**Goal of the exercise**
Determine how many lines of the items below contain the string "crane", treating uppercase and lowercase as different. Reply with only that number.

--- --- ---

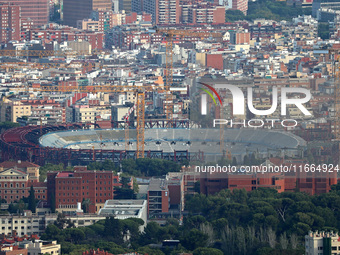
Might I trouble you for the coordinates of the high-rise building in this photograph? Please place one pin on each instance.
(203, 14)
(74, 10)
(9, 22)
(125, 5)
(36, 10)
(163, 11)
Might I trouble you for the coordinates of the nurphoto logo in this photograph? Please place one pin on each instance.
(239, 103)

--- --- ---

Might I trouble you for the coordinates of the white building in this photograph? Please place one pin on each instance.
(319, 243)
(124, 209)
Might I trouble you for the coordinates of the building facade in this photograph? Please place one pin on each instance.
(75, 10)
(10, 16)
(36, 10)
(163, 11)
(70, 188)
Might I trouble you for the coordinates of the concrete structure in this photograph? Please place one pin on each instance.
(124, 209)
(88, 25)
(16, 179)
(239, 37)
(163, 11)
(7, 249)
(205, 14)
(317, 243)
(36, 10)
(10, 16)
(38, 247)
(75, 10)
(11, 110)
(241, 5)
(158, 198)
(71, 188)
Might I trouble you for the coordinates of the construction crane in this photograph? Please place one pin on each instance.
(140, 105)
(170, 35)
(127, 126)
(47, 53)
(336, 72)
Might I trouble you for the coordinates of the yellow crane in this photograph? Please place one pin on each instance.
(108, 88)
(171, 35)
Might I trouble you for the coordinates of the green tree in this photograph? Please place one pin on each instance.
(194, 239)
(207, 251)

--- --- ---

**Finished answer**
2